What you need to do>
Put the lines between the one containing "Quick — box elongated plum tomato." and the one containing "[35,27,491,367]", inclusive, into a Markdown table with the columns No. and Text. Number each line in No., put the line itself in Text, and skip blank lines.

Provided data>
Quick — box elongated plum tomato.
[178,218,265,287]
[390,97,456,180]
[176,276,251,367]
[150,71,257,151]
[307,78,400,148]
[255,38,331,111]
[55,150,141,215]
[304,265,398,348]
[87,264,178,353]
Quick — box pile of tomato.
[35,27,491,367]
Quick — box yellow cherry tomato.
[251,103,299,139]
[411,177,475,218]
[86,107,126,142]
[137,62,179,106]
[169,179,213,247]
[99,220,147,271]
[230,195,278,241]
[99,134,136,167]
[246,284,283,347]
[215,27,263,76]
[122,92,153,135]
==
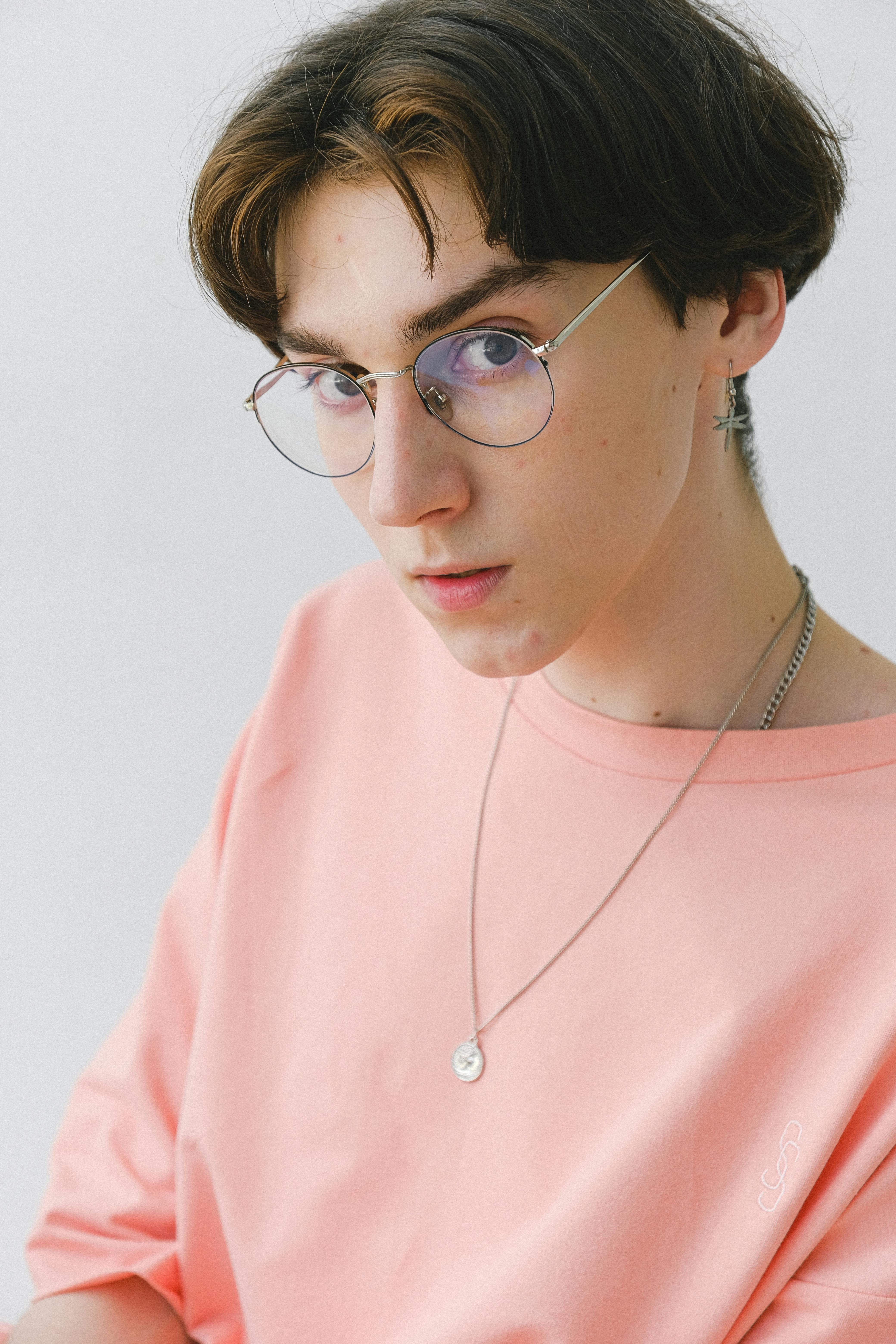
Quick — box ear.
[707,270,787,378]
...
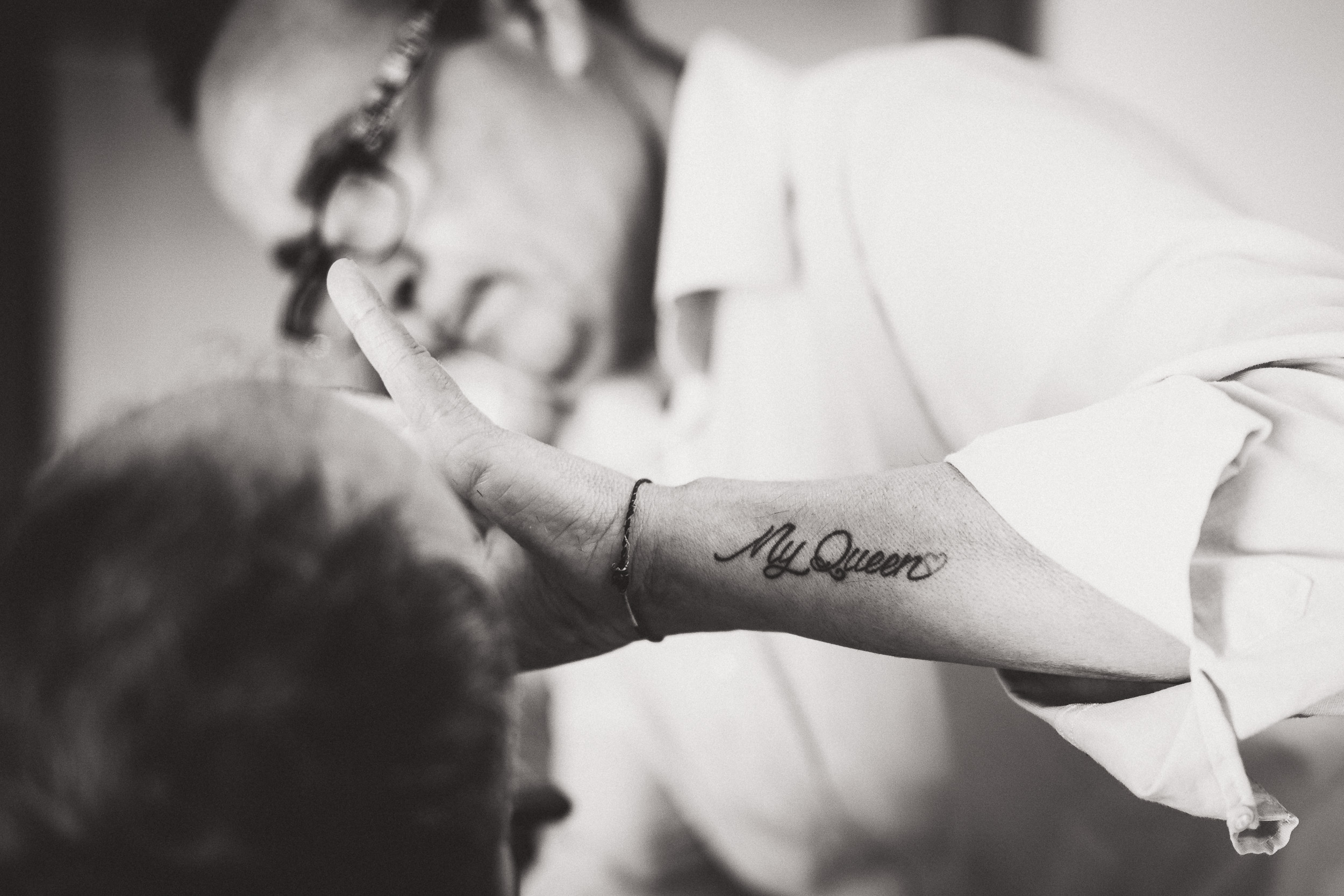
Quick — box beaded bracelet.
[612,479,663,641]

Answer to the task>
| No. | Text |
|---|---|
| 1 | Quick — box elongated plum tomato. |
| 2 | [178,218,265,287] |
| 3 | [390,97,456,180] |
| 4 | [176,276,251,367] |
| 5 | [150,71,257,151] |
| 6 | [307,78,400,148] |
| 7 | [255,38,331,111] |
| 8 | [55,150,141,215] |
| 9 | [304,265,398,348] |
| 10 | [87,264,178,353] |
| 11 | Quick — box pile of tomato. |
| 12 | [35,27,491,367] |